* What the task requires
Copy the Baghdad cats story starting at "There's an interesting" and ending at "paper was done.", substituting "complex" for "compound" wherever it appears.
═══ Given text ═══
There's an interesting and bittersweet story in the New York Times today by John Burns, the paper's Baghdad bureau chief, about how he and his colleagues there started taking in stray cats from the neighborhood around the paper's compound - up to 60 at one point - and their attempt to try to alleviate at least some misery in the midst of the debacle caused by George W. Bush:
IT was a bitterly cold night in the Baghdad winter of 2005, somewhere in the predawn hours before the staccato of suicide bombs and mortars and gunfire that are the daily orchestration of the war. Alone in my office in The Times’s compound beside the Tigris River, I was awaiting the telephoned “goodnight” from The Times foreign desk, eight time zones west, signaling that my work for the next day’s paper was done.
That is when I heard it: the cry of an abandoned kitten, somewhere out in the darkness, calling for its mother somewhere inside the compound. By an animal lover’s anthropomorphic logic, those desperate calls, three nights running, had come to seem more than the appeal of a tiny creature doomed to a cold and lonely death. Deep in the winter night, they seemed like a dismal tocsin for all who suffer in a time of war.
═══ Data listing ═══
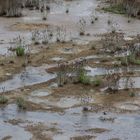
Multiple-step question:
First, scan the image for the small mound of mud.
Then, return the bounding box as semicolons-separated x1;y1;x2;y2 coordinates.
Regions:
11;23;48;30
117;103;140;111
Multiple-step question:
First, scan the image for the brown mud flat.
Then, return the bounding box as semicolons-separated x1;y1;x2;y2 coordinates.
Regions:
0;0;140;140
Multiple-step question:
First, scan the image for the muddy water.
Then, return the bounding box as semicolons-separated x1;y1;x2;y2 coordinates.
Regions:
0;104;140;140
85;66;140;76
0;121;32;140
0;0;140;55
0;65;56;92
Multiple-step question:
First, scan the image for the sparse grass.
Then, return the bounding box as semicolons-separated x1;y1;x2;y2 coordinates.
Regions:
78;69;91;85
0;95;8;104
129;92;135;97
103;4;126;14
16;47;25;56
93;78;102;87
120;55;140;66
16;97;27;110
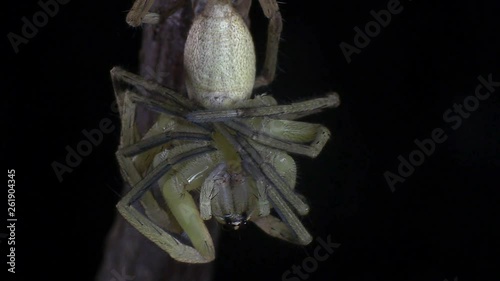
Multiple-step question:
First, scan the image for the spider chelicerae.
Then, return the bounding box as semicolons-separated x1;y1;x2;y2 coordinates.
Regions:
111;0;340;263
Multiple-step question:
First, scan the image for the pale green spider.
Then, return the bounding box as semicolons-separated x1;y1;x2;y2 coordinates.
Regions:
111;0;340;263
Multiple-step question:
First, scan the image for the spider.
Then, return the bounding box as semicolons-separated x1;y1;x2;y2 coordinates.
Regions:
111;0;340;263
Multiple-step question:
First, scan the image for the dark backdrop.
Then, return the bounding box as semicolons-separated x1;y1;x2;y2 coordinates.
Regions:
0;0;500;281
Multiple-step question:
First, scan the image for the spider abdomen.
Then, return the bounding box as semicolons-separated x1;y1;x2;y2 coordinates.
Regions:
184;1;255;108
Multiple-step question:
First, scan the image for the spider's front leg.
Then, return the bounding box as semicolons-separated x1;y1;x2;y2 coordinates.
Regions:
112;68;219;263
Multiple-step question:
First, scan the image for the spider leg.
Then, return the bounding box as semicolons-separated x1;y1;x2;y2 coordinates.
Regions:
186;93;340;123
216;125;312;245
126;0;185;27
224;117;330;158
236;137;309;215
120;131;211;157
200;163;226;220
111;67;198;111
117;144;219;263
225;132;312;245
254;0;283;88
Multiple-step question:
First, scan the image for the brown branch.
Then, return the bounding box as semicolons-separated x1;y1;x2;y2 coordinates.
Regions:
96;0;251;281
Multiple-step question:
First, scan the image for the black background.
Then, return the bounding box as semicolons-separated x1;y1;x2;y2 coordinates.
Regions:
1;0;500;281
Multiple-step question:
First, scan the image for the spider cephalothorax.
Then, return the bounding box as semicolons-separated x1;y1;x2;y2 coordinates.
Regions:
111;0;340;263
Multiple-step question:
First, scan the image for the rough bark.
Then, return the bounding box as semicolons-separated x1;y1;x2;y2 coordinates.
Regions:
96;0;251;281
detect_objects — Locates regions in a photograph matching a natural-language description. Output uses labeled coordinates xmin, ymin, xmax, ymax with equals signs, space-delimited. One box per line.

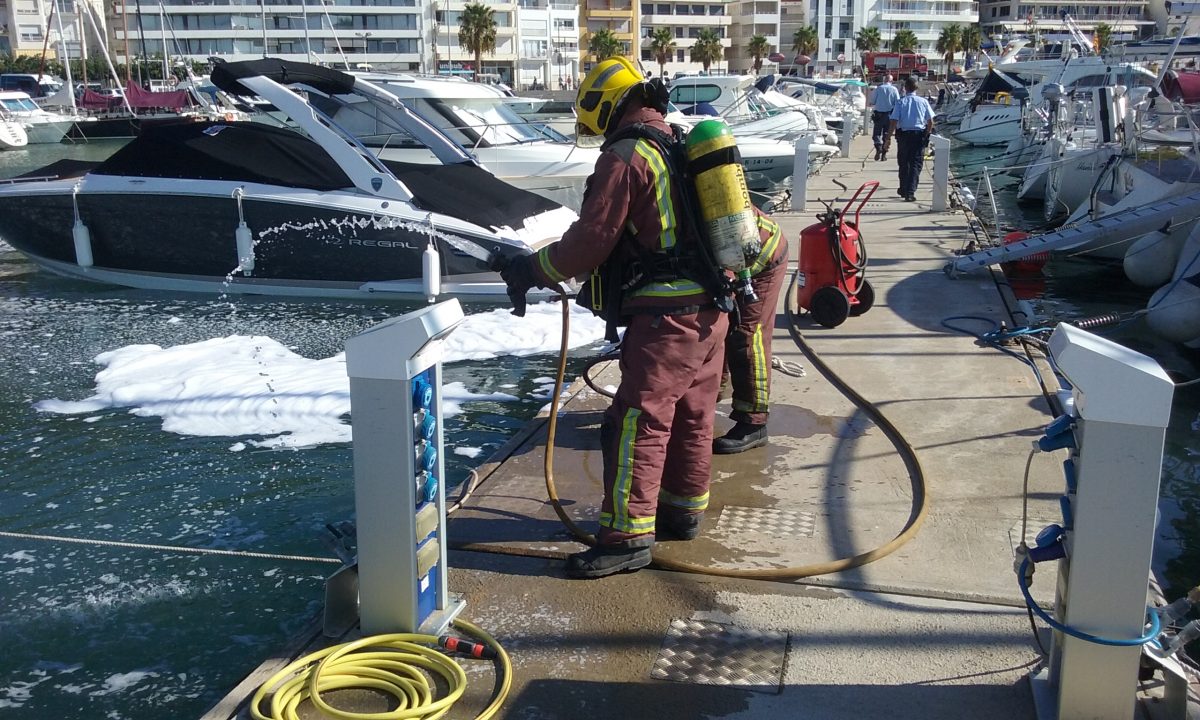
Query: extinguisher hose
xmin=530 ymin=286 xmax=929 ymax=580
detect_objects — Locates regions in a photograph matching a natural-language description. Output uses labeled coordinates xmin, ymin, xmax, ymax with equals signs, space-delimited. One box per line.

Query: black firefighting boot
xmin=654 ymin=505 xmax=704 ymax=540
xmin=713 ymin=422 xmax=767 ymax=455
xmin=566 ymin=542 xmax=652 ymax=578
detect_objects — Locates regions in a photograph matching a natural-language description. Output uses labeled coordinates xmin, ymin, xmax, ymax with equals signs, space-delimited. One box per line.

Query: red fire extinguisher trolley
xmin=796 ymin=180 xmax=880 ymax=328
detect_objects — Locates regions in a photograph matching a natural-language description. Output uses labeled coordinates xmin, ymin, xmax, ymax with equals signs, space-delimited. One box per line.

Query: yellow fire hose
xmin=250 ymin=619 xmax=512 ymax=720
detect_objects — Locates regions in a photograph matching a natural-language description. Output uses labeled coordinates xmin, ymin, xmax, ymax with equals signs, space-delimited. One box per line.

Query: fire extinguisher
xmin=796 ymin=180 xmax=880 ymax=328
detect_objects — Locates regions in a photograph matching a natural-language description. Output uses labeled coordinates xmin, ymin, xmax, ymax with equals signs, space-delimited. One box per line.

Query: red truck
xmin=863 ymin=53 xmax=929 ymax=82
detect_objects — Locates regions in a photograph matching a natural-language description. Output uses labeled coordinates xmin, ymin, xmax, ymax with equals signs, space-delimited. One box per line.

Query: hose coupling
xmin=438 ymin=635 xmax=496 ymax=660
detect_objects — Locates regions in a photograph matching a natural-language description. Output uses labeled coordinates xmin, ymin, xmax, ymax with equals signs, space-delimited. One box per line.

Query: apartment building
xmin=0 ymin=0 xmax=94 ymax=60
xmin=979 ymin=0 xmax=1154 ymax=40
xmin=516 ymin=0 xmax=580 ymax=90
xmin=580 ymin=0 xmax=642 ymax=74
xmin=436 ymin=0 xmax=520 ymax=84
xmin=778 ymin=0 xmax=809 ymax=66
xmin=641 ymin=0 xmax=733 ymax=77
xmin=728 ymin=0 xmax=792 ymax=73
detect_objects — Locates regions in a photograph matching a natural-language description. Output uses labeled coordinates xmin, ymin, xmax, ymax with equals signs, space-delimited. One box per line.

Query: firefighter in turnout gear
xmin=713 ymin=212 xmax=787 ymax=455
xmin=502 ymin=58 xmax=728 ymax=577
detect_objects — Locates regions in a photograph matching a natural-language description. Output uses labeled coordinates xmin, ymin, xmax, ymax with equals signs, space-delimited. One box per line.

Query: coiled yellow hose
xmin=250 ymin=619 xmax=512 ymax=720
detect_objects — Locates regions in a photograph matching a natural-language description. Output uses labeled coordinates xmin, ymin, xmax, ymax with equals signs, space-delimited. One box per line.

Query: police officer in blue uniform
xmin=892 ymin=76 xmax=934 ymax=203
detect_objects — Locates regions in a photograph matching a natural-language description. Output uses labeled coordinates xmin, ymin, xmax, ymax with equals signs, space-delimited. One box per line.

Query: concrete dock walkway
xmin=206 ymin=138 xmax=1135 ymax=720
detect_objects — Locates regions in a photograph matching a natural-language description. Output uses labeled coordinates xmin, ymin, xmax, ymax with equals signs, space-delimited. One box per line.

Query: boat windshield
xmin=403 ymin=97 xmax=546 ymax=148
xmin=0 ymin=97 xmax=41 ymax=113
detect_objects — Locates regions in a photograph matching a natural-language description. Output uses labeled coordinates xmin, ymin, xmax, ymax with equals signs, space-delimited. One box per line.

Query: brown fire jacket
═══
* Problem solution
There's an interesting and bittersweet story in the New York Times today by John Burns, the paper's Baghdad bureau chief, about how he and his colleagues there started taking in stray cats from the neighborhood around the paper's complex - up to 60 at one point - and their attempt to try to alleviate at least some misery in the midst of the debacle caused by George W. Bush:
IT was a bitterly cold night in the Baghdad winter of 2005, somewhere in the predawn hours before the staccato of suicide bombs and mortars and gunfire that are the daily orchestration of the war. Alone in my office in The Times’s complex beside the Tigris River, I was awaiting the telephoned “goodnight” from The Times foreign desk, eight time zones west, signaling that my work for the next day’s paper was done.